● **Text block**:
POSTED ON Oct 19, 2015 BY Three Dollar Bill Cinema
Here are this year's SLGFF20 Audience Favorites as determined by popular vote!
Favorite Narrative: FREEHELD by Peter Sollett
Favorite Documentary: THE GLAMOUR & THE SQUALOR by Marq Evans
Favorite Lesbian Short Film: (We have a tie!)
BOXEADORA by Meg Smaker
JOANI, QUEEN OF THE PARADIDDLE by Tina Gordon
Favorite Gay Short Film: TRÉMULO by Roberto Fiesco
Favorite Transgender Short Film: RAISING RYLAND by Sarah Feeley
Click here for our SLGFF20 Jury Award Winners.
POSTED ON Oct 18, 2015 BY Three Dollar Bill Cinema
The winners of the juried prizes at the 20th annual Seattle Lesbian & Gay Film Festival are as follows:
BEST FEATURE FILM: NAZ & MAALIK by Jay Dockendorf
A rarity in queer cinema, this film is an intimate portrait of two young Muslim men that places gay relationships within a political, even geopolitical, context.

● **What is asked**:
1/ According to the Seattle film festival awards post, which film won Favorite Documentary?
2/ From the Seattle film festival awards post, extract the passage starting at "POSTED ON Oct 19, 2015" and ending at "have a tie!)".
3/ Write what comes next in the Seattle film festival awards post, picking up after its last sentence.
The listing that follows comes from a separate source.

● **Stored data**:
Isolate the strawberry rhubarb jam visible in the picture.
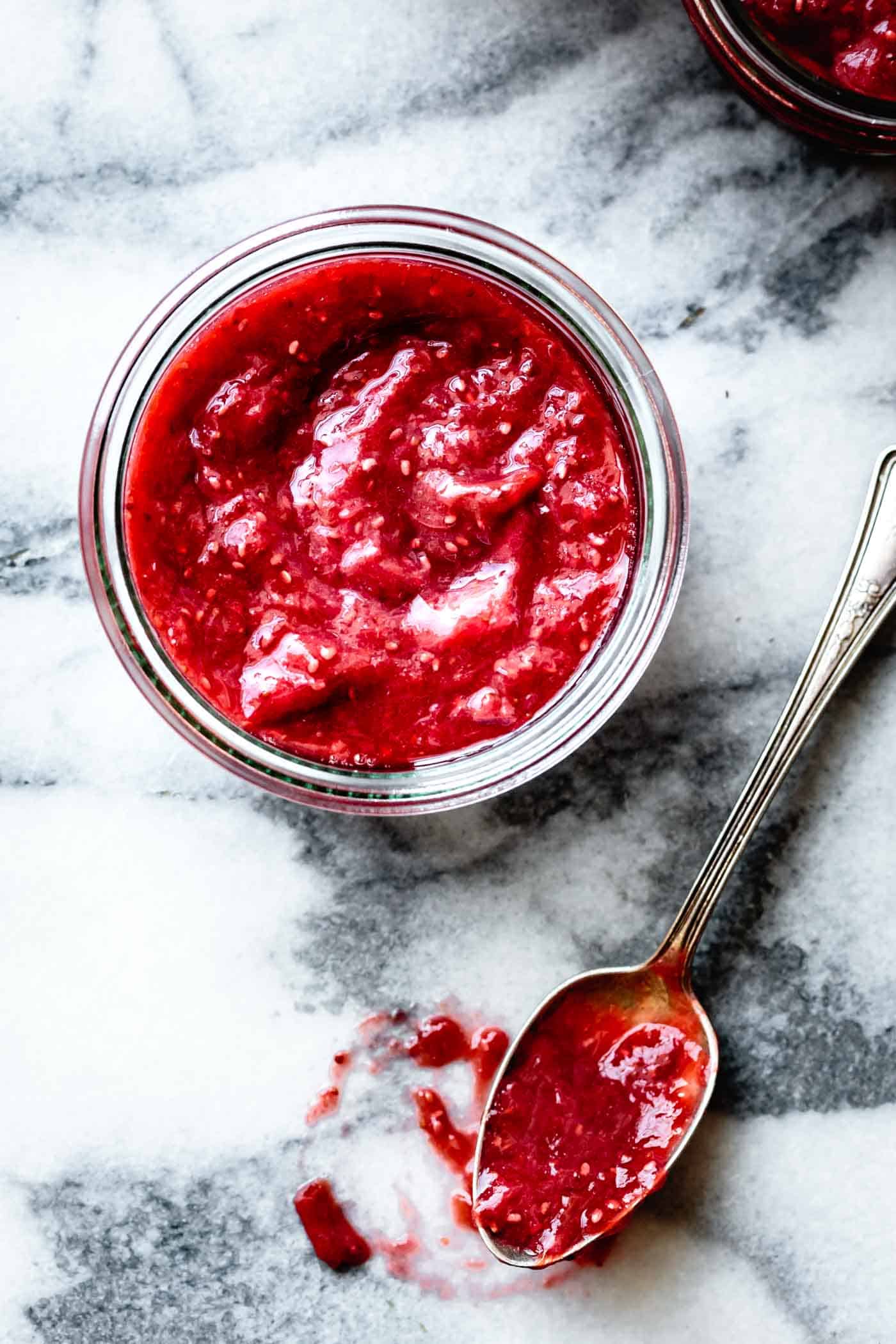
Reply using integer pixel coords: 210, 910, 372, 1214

● **Outputs by task**:
1/ THE GLAMOUR & THE SQUALOR by Marq Evans

2/
POSTED ON Oct 19, 2015 BY Three Dollar Bill Cinema
Here are this year's SLGFF20 Audience Favorites as determined by popular vote!
Favorite Narrative: FREEHELD by Peter Sollett
Favorite Documentary: THE GLAMOUR & THE SQUALOR by Marq Evans
Favorite Lesbian Short Film: (We have a tie!)

3/
BEST DOCUMENTARY FILM: UPSTAIRS INFERNO by Robert Camina [pictured above]
Utilizing brutally honest interviews and visceral footage, Upstairs Inferno is an important record of the largely unknown yet deadliest attack in LGBT history.
DOCUMENTARY FILM HONORABLE MENTION: PETER DE ROME: GRANDFATHER OF GAY PORN by Ethan Reid
Important and entertaining biography of a filmmaker and artist whose honest, beautiful and explicit work unabashedly celebrated gay sex and social justice in pre-AIDS era NY and London.
BEST SHORT FILM: TRÉMULO by Roberto Fiesco
Distinguished by gorgeous cinematography and a rich, compelling visual narrative, TRÉMULO tells the story of an unlikely romance between a soldier and a young man, with tension, beauty, and tenderness.
SHORT FILM HONORABLE MENTION: HOLE by Martin Edralin
MOST INNOVATIVE SHORT FILM: POP-UP PORNO: M4M by Stephen Dunn
Pop-up porno takes a story we've never heard and tells it in a wholly original and innovative way.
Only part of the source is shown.